-- ABOUT THIS TASK --
Exactly as written, retype all of the records that come next.

[Stored entries]
*** Block opens ***

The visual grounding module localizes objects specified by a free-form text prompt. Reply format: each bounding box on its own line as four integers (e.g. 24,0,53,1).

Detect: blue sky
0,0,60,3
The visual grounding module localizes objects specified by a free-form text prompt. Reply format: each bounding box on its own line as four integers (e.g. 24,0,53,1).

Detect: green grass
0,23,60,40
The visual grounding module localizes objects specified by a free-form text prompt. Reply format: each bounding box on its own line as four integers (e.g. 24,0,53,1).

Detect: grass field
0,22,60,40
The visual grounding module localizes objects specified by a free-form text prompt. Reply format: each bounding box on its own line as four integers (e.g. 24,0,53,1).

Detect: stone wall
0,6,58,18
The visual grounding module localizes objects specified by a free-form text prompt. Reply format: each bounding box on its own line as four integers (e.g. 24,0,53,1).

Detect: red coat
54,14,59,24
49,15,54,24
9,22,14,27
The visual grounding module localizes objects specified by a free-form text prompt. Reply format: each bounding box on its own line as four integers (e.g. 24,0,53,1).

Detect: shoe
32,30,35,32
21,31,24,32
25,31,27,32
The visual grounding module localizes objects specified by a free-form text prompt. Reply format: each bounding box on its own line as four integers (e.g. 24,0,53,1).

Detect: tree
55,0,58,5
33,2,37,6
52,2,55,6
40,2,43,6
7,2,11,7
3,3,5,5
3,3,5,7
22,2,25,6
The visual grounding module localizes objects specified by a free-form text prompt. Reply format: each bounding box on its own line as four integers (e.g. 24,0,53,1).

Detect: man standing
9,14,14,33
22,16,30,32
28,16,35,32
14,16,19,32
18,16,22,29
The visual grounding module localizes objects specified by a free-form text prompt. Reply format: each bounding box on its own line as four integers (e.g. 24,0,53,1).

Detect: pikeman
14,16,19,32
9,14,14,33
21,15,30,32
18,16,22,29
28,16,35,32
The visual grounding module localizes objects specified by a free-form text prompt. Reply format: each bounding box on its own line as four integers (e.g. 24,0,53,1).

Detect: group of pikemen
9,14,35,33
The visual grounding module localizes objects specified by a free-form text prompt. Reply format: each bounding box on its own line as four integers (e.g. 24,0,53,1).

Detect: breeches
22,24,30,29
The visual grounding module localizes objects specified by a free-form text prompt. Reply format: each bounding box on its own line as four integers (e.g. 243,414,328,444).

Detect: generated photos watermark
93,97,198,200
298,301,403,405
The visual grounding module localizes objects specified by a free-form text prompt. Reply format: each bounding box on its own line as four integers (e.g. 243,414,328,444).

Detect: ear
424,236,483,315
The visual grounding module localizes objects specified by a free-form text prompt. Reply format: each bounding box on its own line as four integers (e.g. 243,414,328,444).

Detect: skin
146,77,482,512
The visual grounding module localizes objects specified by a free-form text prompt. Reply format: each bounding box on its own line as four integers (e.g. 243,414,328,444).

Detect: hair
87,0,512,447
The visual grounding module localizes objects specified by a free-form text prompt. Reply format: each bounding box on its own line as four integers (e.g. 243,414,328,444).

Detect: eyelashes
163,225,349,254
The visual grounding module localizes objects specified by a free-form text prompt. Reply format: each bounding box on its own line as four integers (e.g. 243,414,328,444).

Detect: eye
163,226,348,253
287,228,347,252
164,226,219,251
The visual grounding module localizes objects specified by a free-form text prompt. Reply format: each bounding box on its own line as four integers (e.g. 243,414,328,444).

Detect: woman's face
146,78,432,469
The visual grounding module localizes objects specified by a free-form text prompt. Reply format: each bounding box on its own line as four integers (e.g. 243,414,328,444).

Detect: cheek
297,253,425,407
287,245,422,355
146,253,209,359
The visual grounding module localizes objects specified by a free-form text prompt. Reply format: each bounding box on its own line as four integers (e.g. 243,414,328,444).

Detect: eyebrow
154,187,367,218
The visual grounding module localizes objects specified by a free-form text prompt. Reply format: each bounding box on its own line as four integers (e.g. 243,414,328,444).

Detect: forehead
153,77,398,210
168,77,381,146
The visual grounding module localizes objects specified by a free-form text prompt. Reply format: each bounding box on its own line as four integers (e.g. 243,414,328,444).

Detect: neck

*** Block closes ***

-- EXPECTED ANSWER --
The visual grounding module localizes objects specified by a free-form text prompt. Reply format: each bounding box on its own line as four integers (e.g. 24,0,53,1).

Detect: blue sky
0,0,60,3
The visual grounding module localizes objects specified by a free-form text prompt. Reply format: each bounding box on its own line as four integers (e.g. 24,0,53,1).

Detect: green grass
0,23,60,40
The visual grounding module localizes objects specified by a free-form text prompt. Reply format: each bounding box on its own line as four integers (e.g. 24,0,53,1).

Detect: grass field
0,22,60,40
The visual grounding module localizes objects specified by a free-form text prompt. Reply format: each bounding box on its own line as four integers (e.g. 24,0,53,1).

Detect: stone wall
0,6,58,18
The visual grounding module localizes objects specified by a free-form text prompt. Reply format: each bounding box on its own line as four integers (e.g. 24,0,53,1).

Detect: red coat
54,14,59,24
49,15,54,24
9,22,14,27
The visual grounding module localizes objects specified by a free-form text prompt. Reply format: each bounding box on its own line as four integers (e.g. 24,0,53,1).

Detect: shoe
32,30,35,32
21,31,24,32
25,31,27,32
The visual grounding module localizes objects specified by a free-form text prompt. Reply format: each bounding box on its own line as four integers (e.g. 24,0,53,1).

Detect: tree
55,0,58,5
33,2,37,6
52,2,55,6
40,2,43,6
7,2,11,7
3,3,5,5
3,3,5,7
22,2,25,6
The visual grounding module localizes objects specified by a free-form text prompt. Reply format: each bounding box on its own line as four integers (e.g. 24,0,53,1).

Detect: man standing
9,14,14,33
22,16,30,32
28,16,35,32
14,16,19,32
18,16,22,29
The visual grounding module localizes objects specified by a free-form text prompt. Reply format: each bounding box on its own line as four integers (e.g. 24,0,53,1).

Detect: pikeman
14,16,19,32
9,14,14,33
21,15,30,32
18,16,22,29
28,16,35,32
The visual grounding module localizes objects specified by a free-form text prompt. Reply format: each bounding box on its own line as four integers (e.g. 24,0,53,1).

Detect: group of pikemen
9,14,35,33
The visual grounding module localizes objects specified by a free-form text prompt. Reply format: each bounding box on its own line as four integers (e.g. 24,0,53,1).

Detect: breeches
22,24,30,29
The visual grounding module localizes objects specified by a free-form text prompt. Reply format: each bounding box on its own line as four integers (e.g. 243,414,328,444).

Detect: generated photos watermark
93,97,198,200
298,301,403,405
The visual grounding module localizes objects specified by a free-form text prompt. Reply format: each bounding box on its own line as four integers (e.g. 243,414,328,444).

Detect: ear
424,236,483,315
The visual grounding module localizes objects specified by a free-form text prompt. Reply format: each bounding box on its own line as four integers (e.g. 243,414,328,444).

Detect: skin
146,77,482,512
The visual grounding module localizes objects specified by a free-form text prompt. Reply format: each bounding box on its own line as four integers (e.g. 243,414,328,444).

Detect: hair
87,0,512,447
The visual grounding module localizes objects specified by a free-form text prompt. Reply format: each bounding box on its own line as four integers (e.g. 243,414,328,444).

Detect: eyelashes
163,225,349,254
The visual grounding module localizes objects specified by a free-form text prompt. Reply format: each bounding box on its own line as four integers (e.g. 243,414,328,444).

Detect: eye
163,226,348,253
287,228,347,252
164,226,219,251
The visual grounding module localizes objects specified by a free-form text prompt. Reply format: each bounding box on its own line as four integers (e.g. 243,414,328,444).

Detect: woman's face
146,78,432,469
The visual grounding module localizes objects specified by a free-form text prompt. Reply format: each bounding box on its own line as four integers (e.g. 243,414,328,444).

Detect: cheek
297,253,425,407
287,245,422,355
146,253,209,359
The visual grounding module localizes objects specified by a free-form text prompt. Reply format: each bounding box on its own line as four integers (e.g. 243,414,328,444).

Detect: eyebrow
154,187,367,218
The visual grounding module localizes objects specified by a free-form text prompt. Reply format: each bounding box on its own line as four integers (e.g. 243,414,328,444).

Detect: forehead
153,77,398,210
168,77,381,146
The visual grounding module localizes objects specified by a free-form text prompt. Reply format: each bounding box on its own line as four integers (e.g. 243,414,328,444).

Detect: neck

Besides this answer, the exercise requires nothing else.